Start of DATASET ENTRIES
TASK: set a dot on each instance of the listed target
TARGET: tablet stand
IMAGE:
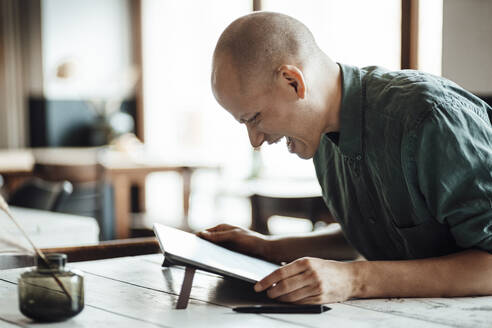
(184, 294)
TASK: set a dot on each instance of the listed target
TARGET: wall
(467, 44)
(96, 36)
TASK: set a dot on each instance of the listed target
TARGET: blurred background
(108, 123)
End of DATASET ENTRIES
WHAT IS BEING ASKED:
The copy you produce must match the entries above exactly, except that it has no pictures.

COMPLETED EXERCISE:
TASK: set a dot on each instance of the listed target
TARGET: tablet stand
IMAGE:
(184, 294)
TASK: set a dot on each instance of the listed target
TARGET: wall
(467, 44)
(96, 36)
TASK: set a dot on each instance of the listed target
TARGET: blurred background
(108, 123)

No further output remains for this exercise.